Output all entries precisely and leave out the pictures.
DATA UNDER STUDY START
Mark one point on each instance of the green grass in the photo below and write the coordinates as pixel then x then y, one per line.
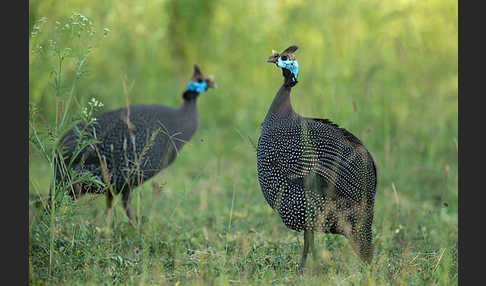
pixel 386 72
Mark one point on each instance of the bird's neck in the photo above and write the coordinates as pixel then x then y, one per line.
pixel 281 105
pixel 189 106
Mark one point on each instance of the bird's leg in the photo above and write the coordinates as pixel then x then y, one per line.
pixel 126 203
pixel 308 242
pixel 108 200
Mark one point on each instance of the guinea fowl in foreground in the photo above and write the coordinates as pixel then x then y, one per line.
pixel 135 143
pixel 317 176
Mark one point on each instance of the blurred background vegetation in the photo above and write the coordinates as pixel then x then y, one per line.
pixel 384 70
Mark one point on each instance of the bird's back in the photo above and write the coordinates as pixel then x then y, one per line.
pixel 135 143
pixel 304 164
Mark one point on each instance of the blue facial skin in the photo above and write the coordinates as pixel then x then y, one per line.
pixel 196 86
pixel 291 65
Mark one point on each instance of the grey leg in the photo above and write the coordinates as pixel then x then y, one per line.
pixel 126 203
pixel 308 243
pixel 109 200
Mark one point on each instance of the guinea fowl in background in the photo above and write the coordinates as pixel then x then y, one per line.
pixel 135 143
pixel 317 176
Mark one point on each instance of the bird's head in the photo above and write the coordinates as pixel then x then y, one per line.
pixel 198 83
pixel 287 61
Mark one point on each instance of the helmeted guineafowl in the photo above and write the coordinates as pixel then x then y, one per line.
pixel 135 143
pixel 317 176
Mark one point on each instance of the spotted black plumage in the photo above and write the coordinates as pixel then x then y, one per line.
pixel 316 175
pixel 135 143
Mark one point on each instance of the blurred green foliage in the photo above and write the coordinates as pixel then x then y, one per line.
pixel 385 70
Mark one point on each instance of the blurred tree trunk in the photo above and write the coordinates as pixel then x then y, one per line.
pixel 189 24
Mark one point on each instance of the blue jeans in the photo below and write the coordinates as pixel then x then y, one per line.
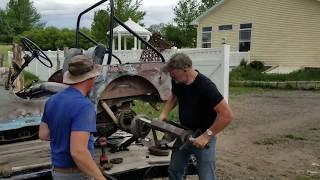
pixel 206 162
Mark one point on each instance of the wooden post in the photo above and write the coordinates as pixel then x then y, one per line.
pixel 19 82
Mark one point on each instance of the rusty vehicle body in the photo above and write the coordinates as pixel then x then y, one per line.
pixel 115 91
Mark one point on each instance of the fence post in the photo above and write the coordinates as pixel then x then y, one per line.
pixel 19 82
pixel 58 60
pixel 1 59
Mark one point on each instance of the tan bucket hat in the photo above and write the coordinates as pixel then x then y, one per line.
pixel 81 68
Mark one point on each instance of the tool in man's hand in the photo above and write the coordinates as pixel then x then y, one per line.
pixel 186 135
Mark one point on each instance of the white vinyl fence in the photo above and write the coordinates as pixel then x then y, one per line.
pixel 212 62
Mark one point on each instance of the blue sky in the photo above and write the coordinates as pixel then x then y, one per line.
pixel 63 13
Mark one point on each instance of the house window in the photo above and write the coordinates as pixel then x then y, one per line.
pixel 206 37
pixel 245 37
pixel 225 27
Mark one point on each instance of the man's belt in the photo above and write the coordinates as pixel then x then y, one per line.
pixel 67 170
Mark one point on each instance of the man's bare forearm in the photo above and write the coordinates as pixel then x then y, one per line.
pixel 169 105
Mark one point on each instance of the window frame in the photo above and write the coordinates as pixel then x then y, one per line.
pixel 227 25
pixel 249 29
pixel 206 31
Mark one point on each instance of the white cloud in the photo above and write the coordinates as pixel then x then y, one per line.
pixel 63 13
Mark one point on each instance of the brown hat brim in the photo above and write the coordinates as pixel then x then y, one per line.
pixel 71 79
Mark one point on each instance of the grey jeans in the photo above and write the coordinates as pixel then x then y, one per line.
pixel 70 176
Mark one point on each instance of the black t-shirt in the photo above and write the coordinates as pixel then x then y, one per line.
pixel 196 102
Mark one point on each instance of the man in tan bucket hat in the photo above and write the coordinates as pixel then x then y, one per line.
pixel 68 122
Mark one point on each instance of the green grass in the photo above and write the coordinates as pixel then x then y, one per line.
pixel 4 50
pixel 304 177
pixel 247 73
pixel 236 91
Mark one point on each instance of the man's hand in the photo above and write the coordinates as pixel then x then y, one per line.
pixel 201 141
DATA UNDER STUDY END
**YOUR SOLUTION**
Mark one point on each instance of the green grass in the photo below and write the coordinates as pixel then x then y, one per line.
pixel 386 72
Mark one point on each instance of the bird's neck in the photo above and write the coordinates as pixel then x then y, one per line.
pixel 281 105
pixel 189 106
Mark one point on each instance of the bird's leg in the photo above and write the coordinates as pixel then x then y, one per line.
pixel 126 203
pixel 308 242
pixel 108 200
Mark one point on each instance of the guinea fowl in foreground in the photo above and write the coordinates as pixel then x then y, one per line.
pixel 135 143
pixel 317 176
Mark one point on each instance of the blurred background vegetation in the photo above and write the coordinates as pixel then x then y, one per line.
pixel 384 70
Mark one point on each instance of the bird's back in the photo above and write the coordinates as pixel then x then y, one per line.
pixel 135 143
pixel 304 164
Mark one point on each instance of the blue facial skin in the photo above and write the coordinates as pixel then x then y, one per line.
pixel 196 86
pixel 291 65
Mark one point on each instance of the grey leg in the photo above and write the coordinates as pixel then x then y, one per line.
pixel 126 203
pixel 308 243
pixel 109 200
Mark one point on each instance of the guinea fowl in background in the photo above and write the coordinates as pixel then x then y, one per line.
pixel 135 143
pixel 317 176
Mark one point on each instance of the bird's head in the photo above and write the coordinates as pixel then x then y, one per line.
pixel 198 83
pixel 287 61
Mark one point on each instance of the helmeted guineafowl in the photo above and write the coordinates as pixel then x then y, one per line.
pixel 135 143
pixel 317 176
Mark one point on each instance of the spotted black plumage in the photo above and write the coordinates as pixel then x then y, one per line.
pixel 316 175
pixel 135 143
Mark one point on each instance of the blurred green foliage in the photo above and write the coordinates as pixel then x then y, one per line.
pixel 385 70
Mark one point on each instance of the blurred tree trunk in the photo above and write the coordinates as pixel then x then y, one per line.
pixel 189 24
Mark one point on each instance of the blue jeans in the photo below and write the coordinates as pixel then x then y, one per line.
pixel 206 162
Mark one point on each instance of the wooden post in the photo above and write the coordinates as pixel then x then y, one per line.
pixel 19 82
Mark one point on each instance of the rusty vehicle body in the photo above and write the coordinates as pixel then x then y, one per line.
pixel 115 91
Mark one point on each instance of the fence post in the photo above and write the coordinates as pixel then x then y, one per line.
pixel 19 82
pixel 58 60
pixel 1 59
Mark one point on each instance of the tan bucket hat in the photo above and write the coordinates as pixel then x then y, one per line.
pixel 81 68
Mark one point on each instance of the tool in man's hand in the photo above and write the coordinates as pixel then x then y, one per line.
pixel 186 135
Mark one point on each instance of the white vinyl fence in the photo above and write the coordinates as pixel then x then y, one per line.
pixel 212 62
Mark one point on each instance of the blue sky in the photo above and write the coordinates as pixel then x then y, one per line.
pixel 63 13
Mark one point on each instance of the house window in the photo above and write the coordinates as pixel then x then y, one per line.
pixel 206 37
pixel 245 37
pixel 225 27
Mark one point on each instance of the man's belt in the photo above and write the coordinates as pixel then x then y, one per line.
pixel 67 170
Mark one point on each instance of the man's bare forearm in the photo above and write the coordinates as pixel then x then y, one per line.
pixel 169 105
Mark one point on each instance of the window frame in the photo above and write the coordinates as pixel then x then y, one per line.
pixel 227 25
pixel 249 29
pixel 206 31
Mark one point on each instance of the white cloud in the photo above and write the coordinates as pixel then x then y, one per line.
pixel 63 13
Mark one point on each instance of the brown hat brim in the photo above and write the coordinates as pixel then x then y, one per line.
pixel 71 79
Mark one point on each instance of the grey jeans in the photo above and write the coordinates as pixel then x then y, one per line.
pixel 70 176
Mark one point on each instance of the black t-shirt in the photo above and write the coordinates as pixel then x then y, one per line.
pixel 196 102
Mark one point on each instance of the man in tan bucket hat in the photo above and write the coordinates as pixel then x then y, one per line.
pixel 68 122
Mark one point on each instance of the green grass in the photo above and write the coordinates as pixel then x then y, one per line.
pixel 4 50
pixel 304 177
pixel 247 73
pixel 236 91
Mark one point on each instance of the man's hand in the photo above and write the coordinates as pixel then x then y, one per line.
pixel 201 141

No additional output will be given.